Records from a collection
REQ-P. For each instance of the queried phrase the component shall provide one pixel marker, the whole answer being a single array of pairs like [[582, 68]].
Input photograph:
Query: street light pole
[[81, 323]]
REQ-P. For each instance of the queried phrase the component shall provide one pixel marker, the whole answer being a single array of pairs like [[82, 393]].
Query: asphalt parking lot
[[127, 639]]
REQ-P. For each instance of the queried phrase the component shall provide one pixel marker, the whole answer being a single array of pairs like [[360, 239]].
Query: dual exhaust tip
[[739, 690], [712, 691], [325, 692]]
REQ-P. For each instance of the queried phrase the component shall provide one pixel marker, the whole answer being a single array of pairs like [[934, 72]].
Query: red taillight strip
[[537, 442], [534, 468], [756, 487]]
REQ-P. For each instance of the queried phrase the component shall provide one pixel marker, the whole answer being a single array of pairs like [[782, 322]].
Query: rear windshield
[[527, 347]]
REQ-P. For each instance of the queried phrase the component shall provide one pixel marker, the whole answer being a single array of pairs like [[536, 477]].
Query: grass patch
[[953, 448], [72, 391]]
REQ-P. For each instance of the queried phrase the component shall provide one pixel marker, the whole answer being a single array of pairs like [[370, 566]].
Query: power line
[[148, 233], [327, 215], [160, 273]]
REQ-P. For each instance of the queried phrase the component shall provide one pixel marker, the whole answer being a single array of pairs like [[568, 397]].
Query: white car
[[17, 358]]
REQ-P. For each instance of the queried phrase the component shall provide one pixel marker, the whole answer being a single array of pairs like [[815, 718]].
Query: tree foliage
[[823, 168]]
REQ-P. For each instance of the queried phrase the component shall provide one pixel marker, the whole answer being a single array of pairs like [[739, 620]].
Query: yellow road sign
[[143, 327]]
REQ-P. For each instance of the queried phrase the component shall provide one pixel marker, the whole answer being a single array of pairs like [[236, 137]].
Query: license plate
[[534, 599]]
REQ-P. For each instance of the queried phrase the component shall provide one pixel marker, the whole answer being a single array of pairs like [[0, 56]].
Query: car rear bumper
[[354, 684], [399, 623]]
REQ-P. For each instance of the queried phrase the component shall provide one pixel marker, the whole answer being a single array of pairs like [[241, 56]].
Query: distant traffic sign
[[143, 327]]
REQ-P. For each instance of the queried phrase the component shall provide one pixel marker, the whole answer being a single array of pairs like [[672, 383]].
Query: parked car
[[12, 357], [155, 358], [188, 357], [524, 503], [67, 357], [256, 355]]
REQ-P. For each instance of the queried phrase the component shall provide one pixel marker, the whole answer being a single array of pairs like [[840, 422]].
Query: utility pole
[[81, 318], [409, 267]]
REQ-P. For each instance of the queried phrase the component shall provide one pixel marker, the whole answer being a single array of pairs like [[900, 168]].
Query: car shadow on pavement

→ WHAT IS EXPECTED:
Reproduce the listing with "coordinate marker" substituted for every occurrence of "pixel marker", keeping all other text identical.

→ CORRECT RESULT:
REQ-P. For each instance of the queried phrase the component shall provide one coordinate marker, the whole answer being a single array of pairs like [[582, 68]].
Input photograph:
Query: street light pole
[[81, 323]]
REQ-P. For each instance of the queried phrase the component shall provide one coordinate marker, the whole answer being a single array of pairs like [[82, 393]].
Query: asphalt parking lot
[[127, 639]]
REQ-P. For each instance of the queried phrase the component shall provide one coordinate marker, the whole answer being a single array of pairs like [[360, 239]].
Query: dual exhaust tip
[[739, 690], [712, 691], [325, 692]]
REQ-P. For each instance of the queried phrase the component shall provide one coordinate marker, the whole answer being a single array of pairs like [[934, 72]].
Query: red taillight strip
[[537, 442], [534, 468], [756, 487]]
REQ-P. For each instance of the queried phrase the component shall provide one coordinate marker, the whole answer being a single array of pairs like [[782, 322]].
Query: rear windshield
[[527, 347]]
REQ-P. For each instance of the queried phrase the component shall provide one coordinate marker, the whole answer being a single array of pairs like [[536, 477]].
Query: grass patch
[[953, 448], [72, 391]]
REQ-P. For each instance of the queried phrase the component shall provide one coordinate marker, the whole answer being a single array of pairs like [[370, 566]].
Query: power line
[[148, 233], [327, 215], [160, 273]]
REQ-P. For each instance of the queried phrase the component shall provide one coordinate marker, the whole answer being a single array of pairs like [[568, 397]].
Query: white car
[[17, 358]]
REQ-P. For each instance of the queried phrase the component shall provide one coordinate marker, the whole answer being a single array of pairs like [[815, 718]].
Query: tree foliage
[[823, 168]]
REQ-P. For each instance of the queried phrase the component shall provide one coordinate marker, the whole answer being a single array of pairs like [[739, 620]].
Query: yellow road sign
[[143, 327]]
REQ-P. For each instance of the queried phrase the component shall provide one coordinate marker, the whole answer being a single array of pairs like [[236, 137]].
Query: license plate
[[534, 599]]
REQ-P. For each instance of the queried phrase the component shall provide one coordinate marker, the whole answer being a single array of pairs like [[0, 56]].
Query: car rear bumper
[[354, 684], [399, 623]]
REQ-P. For each instance of the queried phrase the component shall provide one coordinate marker, the whole answer being a single array of pairs like [[241, 56]].
Query: distant traffic sign
[[143, 327]]
REQ-P. For each instance of the queried phrase the component shall provide one coordinate marker, the whole answer being a single array of pairs like [[672, 383]].
Query: parked car
[[12, 357], [155, 358], [188, 357], [524, 503], [67, 357], [256, 355]]
REQ-P. For each instance of the queried phrase the component shall provide one coordinate marker, the whole answer being a single array of pairs like [[840, 422]].
Query: utility pole
[[81, 318], [409, 267]]
REQ-P. For each instance of the queried phrase the component shall provide one coordinate marker, the whole answer being a single array of pairs like [[900, 168]].
Query: car shadow on pavement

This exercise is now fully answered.